_Énoncé de l'exercice_
Prolongez l'extrait du débat parlementaire sur la convention d'entraide judiciaire entre la France et le Maroc à partir de l'endroit où il s'arrête.

_Extrait proposé_
# # # # #

Je pense notamment à une convention d’entraide sur le terrorisme avec la Turquie en matière de sécurité, signée voilà fort longtemps, sur laquelle un rapporteur a été désigné à l'Assemblée nationale en 2012 – j’ai moi-même été nommée rapporteur la même année au Sénat. Ce texte n’est toujours pas inscrit à l’ordre du jour des travaux du Parlement. Pourtant, en ce moment, les questions de sécurité avec la Turquie sont au moins aussi essentielles que celles avec le Maroc. Je profite donc de l’occasion qui m’est donnée pour vous rappeler que cette convention est actuellement en panne sèche à l'Assemblée nationale. Je compte beaucoup sur votre diligence pour la réactiver avant la rentrée parlementaire.

Applaudissements sur les travées de l'UDI-UC, ainsi que sur plusieurs travées du RDSE et du groupe socialiste et républicain.

Debut de section - PermalienPhoto de Bariza Khiari

Monsieur le président, monsieur le secrétaire d'État, mes chers collègues, le texte dont nous sommes saisis vise à ajouter un article 23 bis à la convention d’entraide judiciaire en matière pénale qui lie la France et le Maroc. La première version de cette convention date de 1957 et couvre la coopération aussi bien civile que pénale. Renouvelée en 2008, la convention comporte non seulement des éléments assez traditionnels, mais également des dispositifs spécifiques sur lesquels je reviendrai.

# # # # #

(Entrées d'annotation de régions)

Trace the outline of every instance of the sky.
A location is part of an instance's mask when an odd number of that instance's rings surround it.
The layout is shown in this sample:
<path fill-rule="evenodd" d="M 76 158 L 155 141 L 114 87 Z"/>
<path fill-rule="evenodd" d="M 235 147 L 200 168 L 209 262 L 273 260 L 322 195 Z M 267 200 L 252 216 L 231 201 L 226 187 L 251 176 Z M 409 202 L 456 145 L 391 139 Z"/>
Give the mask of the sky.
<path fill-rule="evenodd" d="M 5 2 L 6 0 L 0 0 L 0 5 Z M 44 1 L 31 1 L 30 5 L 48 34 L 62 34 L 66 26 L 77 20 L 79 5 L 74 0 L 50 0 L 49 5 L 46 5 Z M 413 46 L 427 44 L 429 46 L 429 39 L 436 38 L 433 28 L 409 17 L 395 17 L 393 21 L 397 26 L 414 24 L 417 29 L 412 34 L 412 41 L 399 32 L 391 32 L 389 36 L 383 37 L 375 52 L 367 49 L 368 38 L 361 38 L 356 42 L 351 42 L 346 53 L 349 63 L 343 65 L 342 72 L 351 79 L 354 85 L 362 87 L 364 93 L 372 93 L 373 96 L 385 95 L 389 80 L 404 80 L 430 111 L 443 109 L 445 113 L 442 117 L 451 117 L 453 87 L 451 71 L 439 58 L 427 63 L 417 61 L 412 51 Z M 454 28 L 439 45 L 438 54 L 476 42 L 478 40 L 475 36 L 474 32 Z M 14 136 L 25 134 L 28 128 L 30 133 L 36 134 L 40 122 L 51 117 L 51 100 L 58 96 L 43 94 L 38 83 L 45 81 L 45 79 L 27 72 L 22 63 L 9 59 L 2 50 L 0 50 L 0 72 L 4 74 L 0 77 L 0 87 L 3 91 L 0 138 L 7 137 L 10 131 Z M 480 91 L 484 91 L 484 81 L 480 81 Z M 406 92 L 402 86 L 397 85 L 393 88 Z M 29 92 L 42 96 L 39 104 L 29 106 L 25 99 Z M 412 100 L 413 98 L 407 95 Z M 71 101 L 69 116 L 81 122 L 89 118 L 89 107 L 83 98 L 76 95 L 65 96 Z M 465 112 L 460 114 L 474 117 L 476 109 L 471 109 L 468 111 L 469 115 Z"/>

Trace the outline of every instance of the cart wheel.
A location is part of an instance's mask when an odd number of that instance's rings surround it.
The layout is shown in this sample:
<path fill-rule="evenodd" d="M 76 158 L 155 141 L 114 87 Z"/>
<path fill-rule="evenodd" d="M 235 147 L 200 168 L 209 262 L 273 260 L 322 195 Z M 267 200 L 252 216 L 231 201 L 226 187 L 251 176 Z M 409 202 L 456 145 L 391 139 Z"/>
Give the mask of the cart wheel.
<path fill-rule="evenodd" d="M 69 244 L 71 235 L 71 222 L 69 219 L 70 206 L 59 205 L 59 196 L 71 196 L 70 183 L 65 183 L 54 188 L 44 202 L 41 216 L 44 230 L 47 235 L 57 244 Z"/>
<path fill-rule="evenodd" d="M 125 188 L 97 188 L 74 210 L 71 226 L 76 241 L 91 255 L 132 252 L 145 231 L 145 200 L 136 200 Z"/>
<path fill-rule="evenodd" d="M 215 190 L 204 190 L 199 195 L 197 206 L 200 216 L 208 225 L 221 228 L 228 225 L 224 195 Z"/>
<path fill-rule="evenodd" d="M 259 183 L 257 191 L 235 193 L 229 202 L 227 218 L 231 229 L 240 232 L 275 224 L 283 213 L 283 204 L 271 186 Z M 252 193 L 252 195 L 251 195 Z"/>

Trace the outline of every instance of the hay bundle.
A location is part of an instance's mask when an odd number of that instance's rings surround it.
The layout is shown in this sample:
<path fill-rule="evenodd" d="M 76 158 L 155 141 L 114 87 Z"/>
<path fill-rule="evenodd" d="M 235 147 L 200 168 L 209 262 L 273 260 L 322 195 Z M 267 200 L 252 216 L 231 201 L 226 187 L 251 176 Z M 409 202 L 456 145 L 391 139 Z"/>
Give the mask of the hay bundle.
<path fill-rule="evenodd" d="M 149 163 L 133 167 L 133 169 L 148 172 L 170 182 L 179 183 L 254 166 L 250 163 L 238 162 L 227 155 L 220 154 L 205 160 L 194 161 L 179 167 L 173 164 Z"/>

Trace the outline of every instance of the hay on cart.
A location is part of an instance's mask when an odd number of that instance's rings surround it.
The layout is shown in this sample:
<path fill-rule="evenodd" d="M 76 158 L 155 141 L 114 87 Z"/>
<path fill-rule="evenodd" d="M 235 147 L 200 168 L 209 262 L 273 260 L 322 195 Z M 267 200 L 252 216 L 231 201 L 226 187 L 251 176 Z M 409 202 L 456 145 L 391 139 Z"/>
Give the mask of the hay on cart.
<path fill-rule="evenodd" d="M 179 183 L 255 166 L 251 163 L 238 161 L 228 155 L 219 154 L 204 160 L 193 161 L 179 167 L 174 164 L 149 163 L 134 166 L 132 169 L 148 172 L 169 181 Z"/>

# # # # #

_Résultat final_
L’article 23 bis vient apporter une réponse diplomatique, politique et juridique, mettant un terme à une année entière de fortes crispations entre la France et le Maroc. M. le rapporteur ayant rappelé les faits à l’origine de cette situation, je me contenterai de souligner que, au Maroc, la stupeur fut d’autant plus aiguë que Rabat, partenaire stratégique dans la région, apportait un soutien sans faille à notre intervention militaire au Mali. Ces faits ont été vécus par les autorités marocaines comme un outrage. Je veux souligner que l’indignation marocaine, à mon sens parfaitement légitime, a néanmoins été mesurée et maîtrisée. Elle a pris la forme d’une suspension unilatérale et immédiate de toute forme de coopération judiciaire, en matière tant pénale que civile.

À titre d’exemple, pendant une année entière, des Français détenus au Maroc n’ont pu être extradés, provoquant le désarroi des familles. La coopération civile a également été enrayée. C’est d’autant plus problématique que la communauté française au Maroc comme la communauté marocaine en France sont importantes. Enfin, le Maroc n’a plus fourni d’informations à nos services de renseignement. Je ne précise pas davantage le préjudice que cela a pu représenter dans le contexte actuel. Le rétablissement de cette coopération est donc stratégique pour la France.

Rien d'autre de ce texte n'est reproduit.